_Given passage_
This small working dog is certainly a crowd pleaser. His high intelligence and complete loyalty allows him to excel in all areas of doggy life. A wonderfully friendly dog who is courageous as any little Scottish heart should.
Cairn Terrier Facts and Information
This wee little Scottish wonder has been known to be difficult to train, why you may ask? Because they are so intelligent! Meaning; if training is not consistent, fun, entertaining, enjoyable and all of the above your wee Cairn Terrier will just switch off. For this reason, he can be a challenge to train so if you are a first-time Cairn owner it’s best to get advice from those in the know. Your pup will need early socialisation. Puppy-preschool is a wealth of knowledge when it comes to early training, the significance of consistency and all the basics like toilet training and crate training. It’s also a good idea to book into an obedience school, so when your pup is 16weeks old they can begin to work on their training with distractions (AKA other dogs!). It’s essential to remember that this little dog will become your leader if he feels you are not leading him well enough, so training is paramount. If you do not have the time to train your dog or attend obedience school this might not be the right breed for you. Like with all breeds they do not respond well to harsh training methods and training must be entertaining for good results. With the correct training and understanding they can absolutely thrive (just think of Toto from the Wizard of OZ).

_Material supplied_
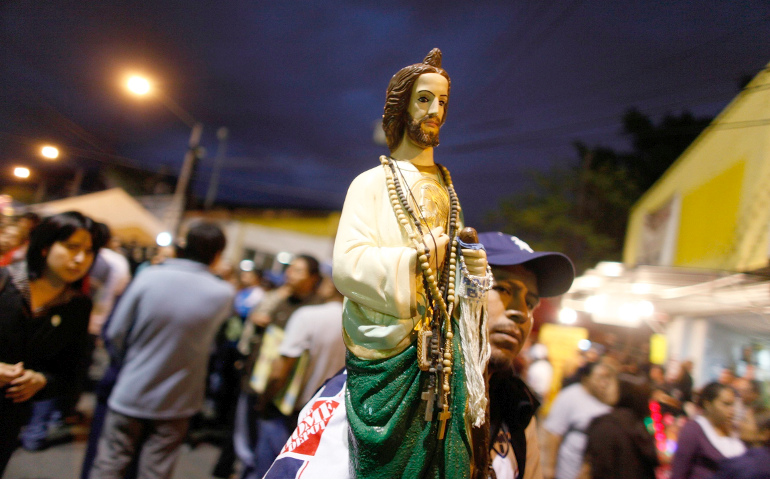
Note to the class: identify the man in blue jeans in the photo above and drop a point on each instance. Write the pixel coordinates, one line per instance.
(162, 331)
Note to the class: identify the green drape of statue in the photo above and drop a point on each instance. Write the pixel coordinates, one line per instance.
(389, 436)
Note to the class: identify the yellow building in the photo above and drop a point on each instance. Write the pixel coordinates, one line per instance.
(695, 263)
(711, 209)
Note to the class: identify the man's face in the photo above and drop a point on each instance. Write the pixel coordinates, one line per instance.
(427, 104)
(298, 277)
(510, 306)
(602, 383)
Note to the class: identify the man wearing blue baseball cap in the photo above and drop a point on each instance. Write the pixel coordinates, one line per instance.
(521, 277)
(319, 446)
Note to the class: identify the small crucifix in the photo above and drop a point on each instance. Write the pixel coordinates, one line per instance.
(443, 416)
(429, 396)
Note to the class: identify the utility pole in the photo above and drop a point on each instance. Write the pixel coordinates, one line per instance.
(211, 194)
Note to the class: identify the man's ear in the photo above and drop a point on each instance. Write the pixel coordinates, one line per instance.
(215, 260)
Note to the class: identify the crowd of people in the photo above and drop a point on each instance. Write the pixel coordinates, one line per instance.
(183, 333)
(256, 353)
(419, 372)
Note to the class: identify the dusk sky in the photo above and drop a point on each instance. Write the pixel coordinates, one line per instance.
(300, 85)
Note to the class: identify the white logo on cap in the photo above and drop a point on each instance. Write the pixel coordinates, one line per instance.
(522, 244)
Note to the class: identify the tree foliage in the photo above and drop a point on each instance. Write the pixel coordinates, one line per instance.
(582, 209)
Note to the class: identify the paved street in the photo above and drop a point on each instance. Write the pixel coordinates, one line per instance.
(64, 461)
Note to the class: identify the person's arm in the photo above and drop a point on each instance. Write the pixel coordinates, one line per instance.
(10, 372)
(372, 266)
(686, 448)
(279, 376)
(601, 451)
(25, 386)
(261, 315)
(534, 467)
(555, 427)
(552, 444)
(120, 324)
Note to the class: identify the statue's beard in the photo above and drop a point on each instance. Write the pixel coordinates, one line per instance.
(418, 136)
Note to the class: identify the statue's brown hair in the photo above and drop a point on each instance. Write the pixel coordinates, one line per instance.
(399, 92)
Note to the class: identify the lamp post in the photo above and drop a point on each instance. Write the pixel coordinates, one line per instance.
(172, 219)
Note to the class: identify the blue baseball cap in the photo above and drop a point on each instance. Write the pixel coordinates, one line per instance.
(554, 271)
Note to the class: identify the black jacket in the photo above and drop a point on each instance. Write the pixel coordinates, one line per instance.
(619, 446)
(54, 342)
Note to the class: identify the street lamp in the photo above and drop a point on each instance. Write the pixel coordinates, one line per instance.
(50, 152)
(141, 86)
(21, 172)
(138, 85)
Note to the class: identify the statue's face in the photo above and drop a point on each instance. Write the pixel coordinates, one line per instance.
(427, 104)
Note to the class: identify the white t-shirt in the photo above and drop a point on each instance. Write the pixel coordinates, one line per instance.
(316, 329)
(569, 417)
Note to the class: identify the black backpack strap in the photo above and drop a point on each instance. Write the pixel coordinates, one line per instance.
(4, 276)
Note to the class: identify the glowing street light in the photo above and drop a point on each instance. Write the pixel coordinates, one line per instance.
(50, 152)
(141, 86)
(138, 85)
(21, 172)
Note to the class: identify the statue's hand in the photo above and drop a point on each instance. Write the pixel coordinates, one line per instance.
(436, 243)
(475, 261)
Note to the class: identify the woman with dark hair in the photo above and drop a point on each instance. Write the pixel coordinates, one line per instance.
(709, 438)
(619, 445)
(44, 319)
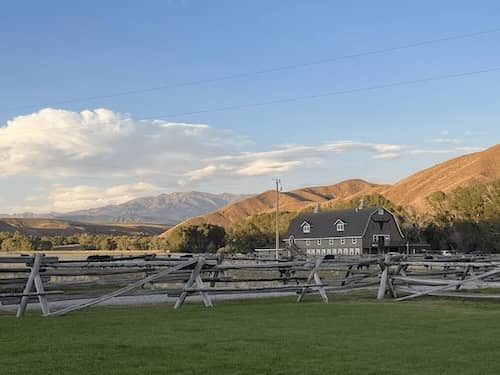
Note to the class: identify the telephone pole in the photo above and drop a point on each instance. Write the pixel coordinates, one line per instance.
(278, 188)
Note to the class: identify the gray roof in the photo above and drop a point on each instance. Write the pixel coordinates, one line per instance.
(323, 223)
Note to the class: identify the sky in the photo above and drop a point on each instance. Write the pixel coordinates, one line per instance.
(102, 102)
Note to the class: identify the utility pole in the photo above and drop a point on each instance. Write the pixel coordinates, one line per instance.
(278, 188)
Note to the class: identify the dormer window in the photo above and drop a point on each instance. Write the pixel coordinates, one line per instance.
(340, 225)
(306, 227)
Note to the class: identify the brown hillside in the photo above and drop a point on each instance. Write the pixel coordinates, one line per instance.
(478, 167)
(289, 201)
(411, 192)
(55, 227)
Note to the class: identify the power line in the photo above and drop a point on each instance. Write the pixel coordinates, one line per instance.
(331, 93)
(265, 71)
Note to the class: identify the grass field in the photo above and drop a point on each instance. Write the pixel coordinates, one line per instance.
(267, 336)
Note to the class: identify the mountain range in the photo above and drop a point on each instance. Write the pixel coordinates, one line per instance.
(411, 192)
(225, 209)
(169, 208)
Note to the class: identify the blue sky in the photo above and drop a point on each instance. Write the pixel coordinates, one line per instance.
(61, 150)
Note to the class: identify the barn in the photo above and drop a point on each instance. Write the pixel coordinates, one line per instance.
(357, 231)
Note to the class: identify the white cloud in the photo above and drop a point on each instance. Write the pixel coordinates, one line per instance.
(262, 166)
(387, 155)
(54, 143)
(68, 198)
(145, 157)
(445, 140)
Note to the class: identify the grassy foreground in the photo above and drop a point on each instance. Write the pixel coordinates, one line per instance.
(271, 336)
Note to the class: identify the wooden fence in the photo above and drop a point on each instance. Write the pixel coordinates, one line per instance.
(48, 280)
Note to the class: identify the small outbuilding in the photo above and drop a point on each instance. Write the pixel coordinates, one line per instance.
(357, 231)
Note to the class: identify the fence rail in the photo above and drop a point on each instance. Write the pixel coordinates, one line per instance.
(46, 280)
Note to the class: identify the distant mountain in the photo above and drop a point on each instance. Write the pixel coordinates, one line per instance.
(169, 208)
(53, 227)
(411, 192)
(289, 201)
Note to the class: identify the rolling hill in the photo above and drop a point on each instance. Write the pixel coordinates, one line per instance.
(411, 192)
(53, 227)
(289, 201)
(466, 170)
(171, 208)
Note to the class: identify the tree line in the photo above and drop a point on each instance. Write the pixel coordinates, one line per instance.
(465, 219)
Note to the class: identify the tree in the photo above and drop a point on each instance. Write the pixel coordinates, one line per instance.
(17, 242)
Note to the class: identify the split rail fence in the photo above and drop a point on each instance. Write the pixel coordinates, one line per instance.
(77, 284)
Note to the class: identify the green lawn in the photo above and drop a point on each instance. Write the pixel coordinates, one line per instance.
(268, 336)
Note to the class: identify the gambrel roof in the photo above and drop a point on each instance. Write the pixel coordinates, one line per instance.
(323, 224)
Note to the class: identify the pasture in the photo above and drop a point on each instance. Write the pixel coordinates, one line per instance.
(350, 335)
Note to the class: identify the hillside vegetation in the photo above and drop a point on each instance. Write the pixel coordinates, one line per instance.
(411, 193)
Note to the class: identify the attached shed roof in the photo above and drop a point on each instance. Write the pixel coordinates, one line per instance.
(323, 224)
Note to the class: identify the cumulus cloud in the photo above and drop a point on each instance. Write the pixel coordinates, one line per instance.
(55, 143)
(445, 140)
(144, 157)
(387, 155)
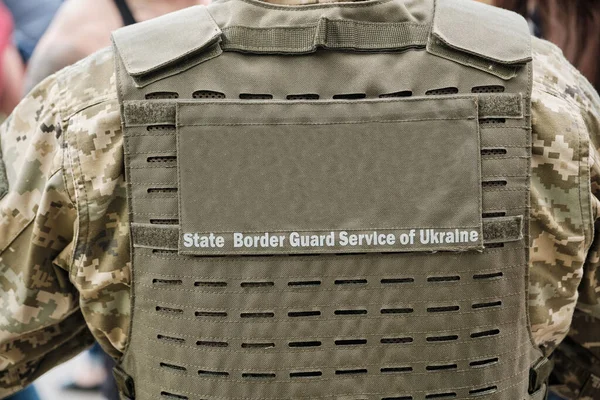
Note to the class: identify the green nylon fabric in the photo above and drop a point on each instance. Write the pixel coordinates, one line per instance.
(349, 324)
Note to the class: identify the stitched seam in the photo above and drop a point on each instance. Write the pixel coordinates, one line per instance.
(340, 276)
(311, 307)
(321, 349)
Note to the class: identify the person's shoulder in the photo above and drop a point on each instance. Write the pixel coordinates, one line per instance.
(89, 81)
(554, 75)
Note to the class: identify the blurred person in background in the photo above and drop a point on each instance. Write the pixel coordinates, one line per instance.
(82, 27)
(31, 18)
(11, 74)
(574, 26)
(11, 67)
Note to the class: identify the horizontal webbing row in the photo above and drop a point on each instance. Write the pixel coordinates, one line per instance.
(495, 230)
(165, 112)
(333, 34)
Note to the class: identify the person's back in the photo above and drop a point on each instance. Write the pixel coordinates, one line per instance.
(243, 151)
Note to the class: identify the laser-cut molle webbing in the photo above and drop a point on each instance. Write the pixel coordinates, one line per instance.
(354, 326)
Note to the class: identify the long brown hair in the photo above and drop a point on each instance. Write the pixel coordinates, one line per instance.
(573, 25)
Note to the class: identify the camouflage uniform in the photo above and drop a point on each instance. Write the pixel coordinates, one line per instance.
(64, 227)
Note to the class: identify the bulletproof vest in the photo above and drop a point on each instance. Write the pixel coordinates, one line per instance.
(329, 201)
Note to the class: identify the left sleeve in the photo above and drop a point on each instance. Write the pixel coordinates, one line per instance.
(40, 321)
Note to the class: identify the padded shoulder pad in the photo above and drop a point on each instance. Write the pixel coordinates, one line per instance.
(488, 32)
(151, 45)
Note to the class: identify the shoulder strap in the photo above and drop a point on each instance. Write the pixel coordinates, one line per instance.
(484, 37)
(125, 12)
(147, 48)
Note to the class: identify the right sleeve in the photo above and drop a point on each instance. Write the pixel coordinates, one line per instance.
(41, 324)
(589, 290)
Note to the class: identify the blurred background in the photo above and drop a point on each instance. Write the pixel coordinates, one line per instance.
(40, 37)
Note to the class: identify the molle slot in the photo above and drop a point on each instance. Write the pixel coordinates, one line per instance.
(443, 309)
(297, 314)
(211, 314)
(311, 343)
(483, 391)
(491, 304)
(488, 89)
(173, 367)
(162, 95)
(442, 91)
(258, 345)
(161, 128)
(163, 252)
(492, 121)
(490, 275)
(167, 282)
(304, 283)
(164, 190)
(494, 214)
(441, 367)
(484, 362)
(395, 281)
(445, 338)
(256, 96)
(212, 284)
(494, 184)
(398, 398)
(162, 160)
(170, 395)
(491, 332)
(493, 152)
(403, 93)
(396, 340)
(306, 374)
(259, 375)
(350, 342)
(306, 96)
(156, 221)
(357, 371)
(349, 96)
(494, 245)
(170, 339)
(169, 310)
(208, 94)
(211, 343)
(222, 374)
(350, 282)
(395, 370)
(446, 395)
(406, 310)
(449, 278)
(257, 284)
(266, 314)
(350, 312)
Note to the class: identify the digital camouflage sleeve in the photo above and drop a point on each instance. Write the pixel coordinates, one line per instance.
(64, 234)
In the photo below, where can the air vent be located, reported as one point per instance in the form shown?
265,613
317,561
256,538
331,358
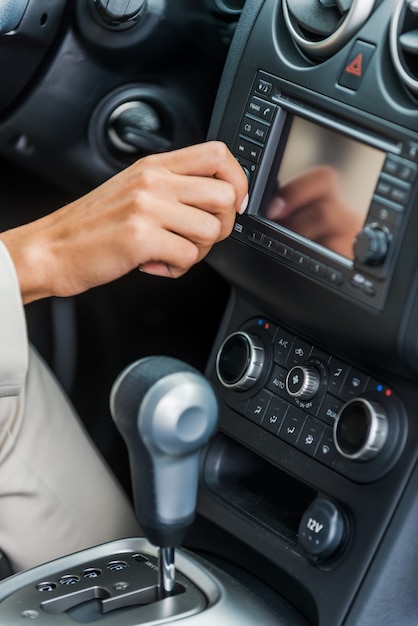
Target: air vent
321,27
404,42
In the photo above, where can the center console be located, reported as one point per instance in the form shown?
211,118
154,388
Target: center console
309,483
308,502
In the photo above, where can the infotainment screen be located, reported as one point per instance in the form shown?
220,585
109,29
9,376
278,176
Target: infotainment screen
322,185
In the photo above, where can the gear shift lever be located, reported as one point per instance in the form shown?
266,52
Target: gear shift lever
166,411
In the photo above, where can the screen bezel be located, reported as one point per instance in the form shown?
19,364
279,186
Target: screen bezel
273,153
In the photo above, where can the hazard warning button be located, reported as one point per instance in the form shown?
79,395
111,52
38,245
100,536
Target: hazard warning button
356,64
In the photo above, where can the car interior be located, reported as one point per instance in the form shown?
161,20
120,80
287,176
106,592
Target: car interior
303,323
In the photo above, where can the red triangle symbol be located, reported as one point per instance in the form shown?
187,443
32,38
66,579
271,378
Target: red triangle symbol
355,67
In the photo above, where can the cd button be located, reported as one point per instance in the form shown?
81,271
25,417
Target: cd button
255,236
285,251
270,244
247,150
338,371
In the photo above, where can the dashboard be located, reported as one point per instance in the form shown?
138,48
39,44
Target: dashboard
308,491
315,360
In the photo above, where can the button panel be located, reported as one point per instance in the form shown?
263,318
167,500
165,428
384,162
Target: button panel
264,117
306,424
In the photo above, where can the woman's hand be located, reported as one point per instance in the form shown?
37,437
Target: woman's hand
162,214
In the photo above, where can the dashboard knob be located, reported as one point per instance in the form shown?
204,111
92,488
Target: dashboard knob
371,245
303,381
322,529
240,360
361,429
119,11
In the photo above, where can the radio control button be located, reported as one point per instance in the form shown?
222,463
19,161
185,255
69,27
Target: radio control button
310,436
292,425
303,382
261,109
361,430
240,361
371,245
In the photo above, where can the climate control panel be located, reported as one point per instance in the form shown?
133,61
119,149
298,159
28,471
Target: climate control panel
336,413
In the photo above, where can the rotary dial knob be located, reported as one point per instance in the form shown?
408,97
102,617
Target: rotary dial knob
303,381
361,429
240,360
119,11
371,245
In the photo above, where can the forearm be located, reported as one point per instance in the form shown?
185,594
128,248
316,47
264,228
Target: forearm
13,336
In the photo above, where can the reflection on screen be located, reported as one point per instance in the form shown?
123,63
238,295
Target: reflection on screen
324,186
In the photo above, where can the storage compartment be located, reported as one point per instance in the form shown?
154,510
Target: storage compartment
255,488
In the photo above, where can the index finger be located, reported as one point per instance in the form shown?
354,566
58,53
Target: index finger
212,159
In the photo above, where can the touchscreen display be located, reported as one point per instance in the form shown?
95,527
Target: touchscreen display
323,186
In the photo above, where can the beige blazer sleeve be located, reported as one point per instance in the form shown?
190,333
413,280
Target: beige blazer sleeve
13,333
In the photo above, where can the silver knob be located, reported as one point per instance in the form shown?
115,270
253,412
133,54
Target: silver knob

_Problem to work on_
Answer these questions from the Cairn Terrier passage:
1. Which two qualities allow this dog to excel in all areas of doggy life?
2. At what age can a pup begin working on training with distractions at obedience school?
3. Which dog does the passage offer as an illustration of how well the breed can thrive?

_Answer to this problem_
1. Its high intelligence and complete loyalty.
2. At 16 weeks old.
3. Toto from the Wizard of OZ.